Dokumentabschnitt =
-*-*-
Bei einem Lean Office Training in dieser Woche haben wir natürlich auch über Standardisierung, Automatisierung und KI gesprochen. Darauf sagte einer der Teilnehmer aus dem Vertrieb:
„Bei uns funktioniert dieses Unpersönliche nicht. Unsere Kunden suchen ja den persönlichen Kontakt. Denen kann man nicht all diese modernen Sachen überstülpen.“
Da wir das so oft hören, als handelte es sich um Artikel 1 des Vertriebs-Grundgesetzes, haben wir einen offenen Brief an den unbekannten Vertriebler verfasst.
Lieber Vertrieb,
Ihr seid für uns unverzichtbar und beherrscht die „Chemie“, die Kunst subtil und verborgen stabile Verbindungen zwischen den Elementen zu schaffen. Wir, die wir nur den Gesetzen der Physik gehorchen, bewundern und verehren Euch dafür.
ABER. Vergesst bitte nicht, wir sind KUNDEN. Privat genauso wie im Namen unserer Arbeitgeber. Und wir sagen Euch, wenn wir etwas kaufen, wollen wir nur ein Problem lösen. Und das soll schnell gehen, risikolos und einfach sein. Und zwar dann, wenn wir das wollen. Idealerweise ist das Angebot selbsterklärend, der Bestellvorgang komfortabel und die Lieferung kommt zuverlässig wie versprochen. Ach ja, und das alles bitte zum niedrigsten Preis.
Das ist alles.
Wenn wir wiederkommen, um erneut bei Euch zu kaufen, war es beim letzten Mal ok und wir wollen uns unnötigen Suchaufwand ersparen. Einen richtigen persönlichen Kontakt brauchen wir nur dann,
- wenn wir nichts zu tun haben und in Euch einen privaten Freund sehen,
- wenn wir nicht wissen, wie wir unser Problem lösen sollen,
- wenn wir nicht exakt das finden, was wir suchen,
- wenn wir ein Angebot nicht verstehen oder
- wenn wir etwas anderes wollen, als Ihr uns angeboten habt.
Solange also Eure Auslage bzw. Angebot auffindbar, freundlich, überschaubar und selbsterklärend ist, brauchen und suchen wir keinen persönlichen Kontakt! Wenn wir nicht zufällig auch private Freunde sind, kommt Ihr nur dann ins Spiel, weil es irgendeinen Mangel Eurer Firma zu beheben gilt. Weil irgendwas nicht so funktioniert, wie es soll. Und was Ihr uns bietet, ist deshalb meist nur Scheinkomfort:
Wenn Ihr unbedingt ein persönliches Gespräch benötigt, bevor Ihr ein Angebot erstellen könnt. Wenn Ihr Nachlässe gebt, die in Eurem Bestelltool gar nicht vorgesehen sind. Wenn Ihr Produkte anbietet, die Eure Firma gar nicht führt. Wenn Ihr uns durch den Produktdschungel Eurer Firma lotsen müsst. Wenn Ihr uns Eure unübersichtlich gestalteten Angebote erklärt. Oder wenn Ihr dafür sorgt, dass wir gegenüber einem anderen Kunden bevorzugt werden.
-*-*-
Material =
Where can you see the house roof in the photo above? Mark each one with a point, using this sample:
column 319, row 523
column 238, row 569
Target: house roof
-*-*-
Gestellte Aufgabe A = Nenne alle Fälle, in denen die Kunden laut dem Dokumentabschnitt einen richtigen persönlichen Kontakt brauchen.
Gestellte Aufgabe B = Übernimm aus dem Dokumentabschnitt wortgetreu den Teil, der mit den Worten „Bei einem Lean“ beginnt und mit „verehren Euch dafür.“ endet.
Gestellte Aufgabe C = Bei welcher Veranstaltung wurde laut dem Dokumentabschnitt über Standardisierung, Automatisierung und KI gesprochen?

Vollständige Antwort A =
- wenn sie nichts zu tun haben und im Vertrieb einen privaten Freund sehen
- wenn sie nicht wissen, wie sie ihr Problem lösen sollen
- wenn sie nicht exakt das finden, was sie suchen
- wenn sie ein Angebot nicht verstehen
- wenn sie etwas anderes wollen, als ihnen angeboten wurde

Vollständige Antwort B =
Bei einem Lean Office Training in dieser Woche haben wir natürlich auch über Standardisierung, Automatisierung und KI gesprochen. Darauf sagte einer der Teilnehmer aus dem Vertrieb:
„Bei uns funktioniert dieses Unpersönliche nicht. Unsere Kunden suchen ja den persönlichen Kontakt. Denen kann man nicht all diese modernen Sachen überstülpen.“
Da wir das so oft hören, als handelte es sich um Artikel 1 des Vertriebs-Grundgesetzes, haben wir einen offenen Brief an den unbekannten Vertriebler verfasst.
Lieber Vertrieb,
Ihr seid für uns unverzichtbar und beherrscht die „Chemie“, die Kunst subtil und verborgen stabile Verbindungen zwischen den Elementen zu schaffen. Wir, die wir nur den Gesetzen der Physik gehorchen, bewundern und verehren Euch dafür.

Vollständige Antwort C = Bei einem Lean Office Training.